ESTRATTO SELEZIONATO -
+===+

Con l’ordinanza del 4 gennaio 2024, il Tribunale di Ravenna ha rimesso alla Corte di Giustizia dell’Unione Europea il giudizio della legislazione italiana in merito alla computabilità nel periodo di comporto delle assenze dal lavoro causate da patologie invalidanti.

Il quesito posto alla Corte di Giustizia Europea può essere così sintetizzato: se il periodo di comporto di 180 giorni previsto dal CCNL Confcommercio (che trova applicazione senza distinzioni tra soggetti disabili e non) possa considerarsi un ragionevole accomodamento idoneo da escludere la discriminazione indiretta dei lavoratori disabili.

L’ordinanza prende le mosse dalla Direttiva CE n.78/2000, relativa alla parità di trattamento in materia di occupazione e condizioni di lavoro dei lavoratori disabili, recepita in Italia con d.lgs. n.216/2013.

Sulla base di tale Direttiva si è formata, in ambito comunitario e, successivamente, in ambito nazionale, un filone giurisprudenziale che ha ritenuto che l’applicazione indifferenziata del medesimo periodo di comporto ai lavoratori disabili e ai lavoratori non disabili costituisca una discriminazione indiretta, in quanto provoca una disparità di trattamento a danno del disabile che, a causa della fragilità insita nell’handicap, è posto in una situazione di particolare svantaggio rispetto agli altri lavoratori, visto il rischio di maggiore possibilità di accumulo di giorni di assenza e di raggiungere, così, più facilmente i limiti del periodo di comporto.

Secondo tale indirizzo giurisprudenziale, il licenziamento del disabile, che, a causa di tale disabilità, superi il periodo di comporto, deve essere dichiarato nullo, in quanto discriminatorio.

Il giudice rimettente, dopo aver richiamato la giurisprudenza della CGUE da cui ha poi preso le mosse anche la giurisprudenza di merito e di legittimità nazionale, ha sollevato dubbi sulla necessità di stabilire una durata specifica del periodo di comporto per i disabili, ritenendo che la normativa italiana sulla malattia fornisca già una tutela significativa al disabile. Ha anche esposto perplessità riguardo alla fattibilità di strumenti come lo scomputo, ad opera del datore di lavoro, dei periodi di assenza dovuti a disabilità dal periodo di comporto.

+===+

I DATI -
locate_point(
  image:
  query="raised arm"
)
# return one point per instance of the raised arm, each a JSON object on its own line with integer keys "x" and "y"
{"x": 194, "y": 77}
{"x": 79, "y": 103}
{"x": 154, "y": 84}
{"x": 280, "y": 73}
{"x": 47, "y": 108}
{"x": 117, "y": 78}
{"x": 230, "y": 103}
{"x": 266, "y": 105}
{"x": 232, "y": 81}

+===+

CONSEGNA -
Ritrascriva fedelmente dal testo sul periodo di comporto tutto il passo che va da "Il quesito posto" fino a "dei lavoratori disabili.". Si basi unicamente sul testo sul periodo di comporto.

RISPOSTA ATTESA -
Il quesito posto alla Corte di Giustizia Europea può essere così sintetizzato: se il periodo di comporto di 180 giorni previsto dal CCNL Confcommercio (che trova applicazione senza distinzioni tra soggetti disabili e non) possa considerarsi un ragionevole accomodamento idoneo da escludere la discriminazione indiretta dei lavoratori disabili.